_PROVIDED INFORMATION_
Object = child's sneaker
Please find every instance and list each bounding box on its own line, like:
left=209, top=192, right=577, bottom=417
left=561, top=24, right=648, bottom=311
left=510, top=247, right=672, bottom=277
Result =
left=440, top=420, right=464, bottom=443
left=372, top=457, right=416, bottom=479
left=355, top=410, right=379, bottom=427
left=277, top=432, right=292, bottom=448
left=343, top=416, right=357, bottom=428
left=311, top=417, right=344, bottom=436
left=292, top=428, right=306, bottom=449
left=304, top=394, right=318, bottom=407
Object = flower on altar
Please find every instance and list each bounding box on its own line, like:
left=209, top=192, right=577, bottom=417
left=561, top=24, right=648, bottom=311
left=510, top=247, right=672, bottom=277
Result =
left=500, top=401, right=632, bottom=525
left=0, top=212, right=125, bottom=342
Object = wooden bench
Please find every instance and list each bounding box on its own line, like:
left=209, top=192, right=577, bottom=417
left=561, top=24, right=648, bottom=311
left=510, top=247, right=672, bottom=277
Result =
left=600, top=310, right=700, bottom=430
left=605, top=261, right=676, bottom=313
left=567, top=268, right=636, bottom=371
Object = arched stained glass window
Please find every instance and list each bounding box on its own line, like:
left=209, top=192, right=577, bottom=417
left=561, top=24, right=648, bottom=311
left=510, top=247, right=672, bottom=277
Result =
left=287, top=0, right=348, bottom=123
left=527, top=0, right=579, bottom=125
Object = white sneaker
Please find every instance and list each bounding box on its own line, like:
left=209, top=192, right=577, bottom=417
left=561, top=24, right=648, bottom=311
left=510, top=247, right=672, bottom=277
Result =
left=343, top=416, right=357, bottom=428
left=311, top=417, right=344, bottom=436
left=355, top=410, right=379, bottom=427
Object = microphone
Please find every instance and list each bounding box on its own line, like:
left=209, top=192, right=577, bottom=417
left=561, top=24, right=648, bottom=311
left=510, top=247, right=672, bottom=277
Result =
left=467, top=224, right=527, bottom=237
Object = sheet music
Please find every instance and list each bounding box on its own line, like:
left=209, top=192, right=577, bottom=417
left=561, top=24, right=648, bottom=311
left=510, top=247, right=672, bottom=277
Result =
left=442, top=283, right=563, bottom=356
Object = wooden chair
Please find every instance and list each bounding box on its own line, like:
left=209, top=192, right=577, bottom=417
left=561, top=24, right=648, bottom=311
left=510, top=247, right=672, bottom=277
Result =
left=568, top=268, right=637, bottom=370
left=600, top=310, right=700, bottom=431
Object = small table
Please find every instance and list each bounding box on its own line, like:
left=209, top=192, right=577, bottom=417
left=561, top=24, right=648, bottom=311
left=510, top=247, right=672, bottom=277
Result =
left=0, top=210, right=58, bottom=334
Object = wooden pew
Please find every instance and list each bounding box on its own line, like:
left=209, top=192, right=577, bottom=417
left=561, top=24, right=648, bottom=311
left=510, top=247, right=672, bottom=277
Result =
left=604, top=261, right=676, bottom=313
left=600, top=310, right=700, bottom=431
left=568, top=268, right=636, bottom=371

_WHAT IS BEING ASKED_
Extract all of the data shown above without alteration.

_ANSWER TO THIS TASK_
Object = child's sneaker
Please find every instance and list each bounding box on its own line, like:
left=209, top=192, right=577, bottom=417
left=561, top=24, right=648, bottom=311
left=510, top=247, right=672, bottom=277
Result =
left=440, top=420, right=464, bottom=443
left=372, top=457, right=416, bottom=479
left=355, top=410, right=379, bottom=427
left=277, top=432, right=292, bottom=448
left=343, top=416, right=357, bottom=428
left=311, top=417, right=344, bottom=436
left=292, top=428, right=306, bottom=449
left=304, top=394, right=318, bottom=407
Object = flower on altar
Please find every instance and list each bounding box on its own line, like:
left=209, top=192, right=577, bottom=417
left=561, top=24, right=648, bottom=311
left=510, top=247, right=672, bottom=277
Result =
left=500, top=401, right=632, bottom=525
left=0, top=212, right=125, bottom=342
Object = wooden bench
Please find every instance and list each bounding box on its own line, like:
left=209, top=192, right=577, bottom=417
left=561, top=24, right=648, bottom=311
left=510, top=247, right=672, bottom=277
Result =
left=600, top=310, right=700, bottom=430
left=605, top=261, right=676, bottom=313
left=567, top=268, right=636, bottom=371
Object = arched stained glass window
Please find every instance and list each bounding box on its own line, like:
left=209, top=192, right=577, bottom=417
left=561, top=24, right=648, bottom=311
left=510, top=247, right=672, bottom=277
Result =
left=287, top=0, right=348, bottom=123
left=527, top=0, right=579, bottom=125
Object = white sneaker
Please find every instance and list each bounding box on its own line, like:
left=209, top=192, right=577, bottom=417
left=561, top=24, right=648, bottom=311
left=510, top=247, right=672, bottom=277
Result =
left=343, top=416, right=357, bottom=428
left=311, top=417, right=344, bottom=436
left=355, top=410, right=379, bottom=427
Object = microphone
Please find every instance and list each bounding box on its own line, like:
left=209, top=192, right=577, bottom=417
left=561, top=24, right=648, bottom=311
left=510, top=247, right=672, bottom=277
Result =
left=467, top=224, right=527, bottom=237
Object = sheet music
Please find every instance and list each bounding box on its own line, like:
left=209, top=192, right=577, bottom=417
left=561, top=24, right=648, bottom=311
left=510, top=247, right=672, bottom=277
Result =
left=442, top=283, right=563, bottom=356
Object = wooden chair
Please find every instance and list each bounding box on its own line, like:
left=209, top=192, right=577, bottom=417
left=561, top=24, right=648, bottom=311
left=510, top=247, right=672, bottom=277
Result =
left=568, top=268, right=637, bottom=370
left=600, top=310, right=700, bottom=431
Object = small table
Please find every instance and list each bounding box on its own line, like:
left=209, top=192, right=577, bottom=417
left=561, top=24, right=648, bottom=311
left=510, top=247, right=672, bottom=277
Result =
left=0, top=210, right=58, bottom=334
Object = wooden pew
Please find every instance and list each bounding box on its own line, like:
left=209, top=192, right=577, bottom=417
left=561, top=24, right=648, bottom=311
left=510, top=247, right=672, bottom=277
Result =
left=604, top=261, right=676, bottom=313
left=600, top=310, right=700, bottom=431
left=568, top=268, right=636, bottom=371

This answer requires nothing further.